Stored items
· · · ·

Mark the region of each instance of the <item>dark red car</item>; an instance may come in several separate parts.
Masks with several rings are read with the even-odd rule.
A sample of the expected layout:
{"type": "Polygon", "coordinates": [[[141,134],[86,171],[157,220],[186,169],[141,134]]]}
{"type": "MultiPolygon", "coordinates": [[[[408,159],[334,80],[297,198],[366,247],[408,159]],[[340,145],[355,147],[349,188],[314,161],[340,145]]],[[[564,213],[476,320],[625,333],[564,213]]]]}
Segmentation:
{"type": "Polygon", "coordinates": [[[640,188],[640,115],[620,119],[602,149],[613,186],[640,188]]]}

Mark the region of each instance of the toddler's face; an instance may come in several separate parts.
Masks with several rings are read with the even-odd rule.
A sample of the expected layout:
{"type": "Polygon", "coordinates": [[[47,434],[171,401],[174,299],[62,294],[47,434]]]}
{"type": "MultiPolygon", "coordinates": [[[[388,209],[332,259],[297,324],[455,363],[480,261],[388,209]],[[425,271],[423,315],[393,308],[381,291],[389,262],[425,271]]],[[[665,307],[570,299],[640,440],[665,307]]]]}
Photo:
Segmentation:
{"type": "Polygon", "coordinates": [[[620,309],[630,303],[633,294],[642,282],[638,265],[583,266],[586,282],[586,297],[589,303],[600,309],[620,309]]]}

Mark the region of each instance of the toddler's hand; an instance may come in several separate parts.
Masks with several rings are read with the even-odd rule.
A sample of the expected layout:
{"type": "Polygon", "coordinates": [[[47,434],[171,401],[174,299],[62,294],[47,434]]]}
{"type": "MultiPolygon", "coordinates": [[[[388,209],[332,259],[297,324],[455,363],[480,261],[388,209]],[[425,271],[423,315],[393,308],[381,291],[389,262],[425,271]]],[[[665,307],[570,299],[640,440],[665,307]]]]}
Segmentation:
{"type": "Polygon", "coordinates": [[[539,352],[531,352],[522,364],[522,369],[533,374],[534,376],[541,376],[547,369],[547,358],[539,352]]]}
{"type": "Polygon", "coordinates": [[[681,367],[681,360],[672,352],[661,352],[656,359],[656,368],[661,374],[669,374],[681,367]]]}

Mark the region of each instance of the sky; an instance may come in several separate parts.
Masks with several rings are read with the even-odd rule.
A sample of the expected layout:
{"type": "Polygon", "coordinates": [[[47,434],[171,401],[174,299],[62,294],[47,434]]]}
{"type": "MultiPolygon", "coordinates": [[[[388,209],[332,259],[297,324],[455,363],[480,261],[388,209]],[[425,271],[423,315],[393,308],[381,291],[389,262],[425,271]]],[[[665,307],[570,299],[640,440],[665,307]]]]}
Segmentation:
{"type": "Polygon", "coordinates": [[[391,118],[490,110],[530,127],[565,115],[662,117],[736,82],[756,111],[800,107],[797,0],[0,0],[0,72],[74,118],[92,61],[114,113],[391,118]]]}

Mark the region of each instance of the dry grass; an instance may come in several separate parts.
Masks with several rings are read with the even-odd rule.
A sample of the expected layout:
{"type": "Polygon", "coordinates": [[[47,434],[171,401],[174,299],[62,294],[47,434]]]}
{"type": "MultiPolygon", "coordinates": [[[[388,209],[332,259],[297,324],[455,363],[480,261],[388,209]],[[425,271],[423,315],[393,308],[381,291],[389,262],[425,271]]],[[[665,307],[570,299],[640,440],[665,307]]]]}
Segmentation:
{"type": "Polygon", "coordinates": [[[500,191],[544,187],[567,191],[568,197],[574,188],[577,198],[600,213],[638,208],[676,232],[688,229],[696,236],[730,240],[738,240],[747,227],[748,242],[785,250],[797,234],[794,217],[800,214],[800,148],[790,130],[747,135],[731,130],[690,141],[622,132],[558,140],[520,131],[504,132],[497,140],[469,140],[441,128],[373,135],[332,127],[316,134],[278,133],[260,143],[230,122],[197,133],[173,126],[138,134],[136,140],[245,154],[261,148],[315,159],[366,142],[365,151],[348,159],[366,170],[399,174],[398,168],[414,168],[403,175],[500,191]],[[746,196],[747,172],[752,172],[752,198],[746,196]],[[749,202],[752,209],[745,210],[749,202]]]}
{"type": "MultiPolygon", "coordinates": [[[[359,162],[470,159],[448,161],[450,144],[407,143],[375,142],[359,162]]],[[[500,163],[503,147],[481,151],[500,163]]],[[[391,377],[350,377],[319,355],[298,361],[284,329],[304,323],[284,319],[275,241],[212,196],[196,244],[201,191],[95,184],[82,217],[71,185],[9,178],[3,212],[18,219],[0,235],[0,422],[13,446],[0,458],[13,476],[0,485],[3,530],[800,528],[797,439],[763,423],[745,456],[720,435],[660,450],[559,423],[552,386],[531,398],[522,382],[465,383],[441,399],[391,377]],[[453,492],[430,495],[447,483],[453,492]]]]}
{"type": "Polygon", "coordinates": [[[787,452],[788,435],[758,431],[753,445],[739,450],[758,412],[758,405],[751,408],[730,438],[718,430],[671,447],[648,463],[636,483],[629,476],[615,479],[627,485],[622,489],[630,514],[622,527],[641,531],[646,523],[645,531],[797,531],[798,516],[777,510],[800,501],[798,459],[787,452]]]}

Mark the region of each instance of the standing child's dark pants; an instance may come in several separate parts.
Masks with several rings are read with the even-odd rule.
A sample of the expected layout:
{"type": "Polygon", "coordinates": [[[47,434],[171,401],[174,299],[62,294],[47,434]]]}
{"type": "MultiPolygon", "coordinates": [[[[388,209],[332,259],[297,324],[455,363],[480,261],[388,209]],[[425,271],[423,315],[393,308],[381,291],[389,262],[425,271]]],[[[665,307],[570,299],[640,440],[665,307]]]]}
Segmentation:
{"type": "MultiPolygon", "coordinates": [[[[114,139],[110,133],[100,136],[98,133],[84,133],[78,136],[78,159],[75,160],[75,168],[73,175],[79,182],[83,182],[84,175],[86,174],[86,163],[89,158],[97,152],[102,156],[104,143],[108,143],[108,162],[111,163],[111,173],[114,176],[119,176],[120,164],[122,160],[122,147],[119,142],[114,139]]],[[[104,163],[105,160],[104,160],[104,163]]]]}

· · · ·

Each record must be returned exactly as it is written.

◆ Completed task ◆
Mark the region of each instance of the <item>dark red car</item>; an instance may come in several separate parts.
Masks with several rings are read with the even-odd rule.
A sample of the expected layout:
{"type": "Polygon", "coordinates": [[[141,134],[86,171],[157,220],[186,169],[141,134]]]}
{"type": "MultiPolygon", "coordinates": [[[[408,159],[334,80],[297,198],[366,247],[408,159]],[[340,145],[355,147],[349,188],[314,161],[340,145]]],[[[564,213],[476,320],[625,333],[564,213]]]]}
Segmentation:
{"type": "Polygon", "coordinates": [[[640,188],[640,115],[620,119],[602,149],[613,186],[640,188]]]}

Mark the region of each instance of the toddler's face; an instance may come in several separate parts.
Masks with several rings are read with the even-odd rule.
A sample of the expected layout:
{"type": "Polygon", "coordinates": [[[47,434],[171,401],[174,299],[62,294],[47,434]]]}
{"type": "MultiPolygon", "coordinates": [[[[388,209],[332,259],[297,324],[455,363],[480,261],[388,209]],[[425,271],[423,315],[393,308],[381,291],[389,262],[425,271]]],[[[665,307],[570,299],[640,440],[665,307]]]]}
Photo:
Segmentation:
{"type": "Polygon", "coordinates": [[[620,309],[630,303],[633,294],[642,282],[638,265],[583,266],[586,282],[586,297],[589,303],[600,309],[620,309]]]}

Mark the region of each instance of the toddler's hand; an instance may come in several separate parts.
Masks with several rings are read with the even-odd rule.
A sample of the expected layout:
{"type": "Polygon", "coordinates": [[[47,434],[171,401],[174,299],[62,294],[47,434]]]}
{"type": "MultiPolygon", "coordinates": [[[[388,209],[332,259],[297,324],[455,363],[480,261],[388,209]],[[425,271],[423,315],[393,308],[381,291],[389,262],[425,271]]],[[[665,307],[570,299],[640,440],[665,307]]]]}
Segmentation:
{"type": "Polygon", "coordinates": [[[539,352],[531,352],[522,364],[522,369],[533,374],[534,376],[541,376],[547,369],[547,358],[539,352]]]}
{"type": "Polygon", "coordinates": [[[681,367],[681,360],[672,352],[661,352],[656,359],[656,368],[661,374],[669,374],[681,367]]]}

Mark the region of each instance of the sky; an instance may come in several separate parts.
Masks with several rings are read with the even-odd rule.
A sample of the expected layout:
{"type": "Polygon", "coordinates": [[[47,434],[171,401],[174,299],[62,294],[47,434]]]}
{"type": "MultiPolygon", "coordinates": [[[[388,209],[332,259],[297,324],[455,363],[480,261],[388,209]],[[425,271],[423,315],[393,308],[381,291],[389,262],[425,271]]],[[[665,307],[570,299],[640,440],[665,307]]]]}
Segmentation:
{"type": "Polygon", "coordinates": [[[391,118],[490,110],[530,127],[565,115],[662,117],[736,82],[756,111],[800,107],[797,0],[0,0],[0,72],[74,118],[92,61],[114,113],[391,118]]]}

Mark the region of each instance of the dry grass; an instance may come in several separate parts.
Masks with several rings are read with the even-odd rule.
A sample of the expected layout:
{"type": "Polygon", "coordinates": [[[47,434],[171,401],[174,299],[62,294],[47,434]]]}
{"type": "MultiPolygon", "coordinates": [[[[388,209],[332,259],[297,324],[455,363],[480,261],[388,209]],[[425,271],[423,315],[393,308],[381,291],[389,262],[425,271]]],[[[665,307],[570,299],[640,440],[665,307]]]]}
Segmentation:
{"type": "Polygon", "coordinates": [[[500,191],[544,187],[567,191],[568,197],[574,188],[577,198],[600,213],[638,208],[676,232],[688,229],[696,236],[730,240],[738,240],[747,227],[748,242],[785,250],[797,234],[794,217],[800,214],[800,148],[790,130],[747,135],[731,130],[690,141],[622,132],[558,140],[520,131],[504,132],[497,140],[469,140],[441,128],[373,135],[332,127],[316,134],[278,133],[260,143],[230,122],[197,133],[173,126],[138,134],[136,140],[245,154],[261,148],[315,159],[366,142],[365,151],[348,159],[366,170],[399,174],[398,168],[414,168],[403,175],[500,191]],[[746,196],[747,172],[752,172],[752,198],[746,196]],[[749,202],[752,209],[745,210],[749,202]]]}
{"type": "MultiPolygon", "coordinates": [[[[359,162],[470,159],[448,161],[450,144],[407,143],[375,142],[359,162]]],[[[500,163],[503,147],[481,151],[500,163]]],[[[391,377],[350,377],[319,355],[298,361],[284,329],[304,323],[284,319],[275,241],[212,196],[196,244],[201,191],[95,184],[82,217],[71,185],[9,178],[3,212],[18,219],[0,235],[0,422],[13,446],[0,458],[13,476],[0,485],[3,530],[800,528],[797,439],[763,423],[745,456],[720,435],[660,450],[559,423],[552,386],[531,398],[522,382],[465,383],[441,399],[391,377]],[[453,492],[430,495],[447,483],[453,492]]]]}
{"type": "Polygon", "coordinates": [[[787,452],[788,435],[758,431],[753,445],[739,450],[758,412],[758,405],[751,408],[730,438],[718,430],[671,447],[648,463],[636,483],[629,476],[615,479],[627,485],[622,489],[630,514],[622,527],[641,531],[646,523],[645,531],[797,531],[798,516],[777,510],[800,501],[798,459],[787,452]]]}

Mark the region of each instance of the standing child's dark pants; an instance may come in several separate parts.
Masks with several rings are read with the even-odd rule.
A sample of the expected layout:
{"type": "Polygon", "coordinates": [[[47,434],[171,401],[174,299],[62,294],[47,434]]]}
{"type": "MultiPolygon", "coordinates": [[[[388,209],[332,259],[297,324],[455,363],[480,261],[388,209]],[[425,271],[423,315],[393,308],[381,291],[389,262],[425,271]]],[[[665,307],[570,299],[640,440],[665,307]]]]}
Segmentation:
{"type": "MultiPolygon", "coordinates": [[[[114,139],[110,133],[100,136],[98,133],[84,133],[78,136],[78,159],[75,160],[75,168],[73,175],[79,182],[83,182],[84,175],[86,174],[86,163],[89,158],[97,152],[102,156],[104,143],[108,143],[108,162],[111,163],[111,173],[114,176],[119,176],[120,164],[122,160],[122,147],[119,142],[114,139]]],[[[104,163],[105,160],[104,160],[104,163]]]]}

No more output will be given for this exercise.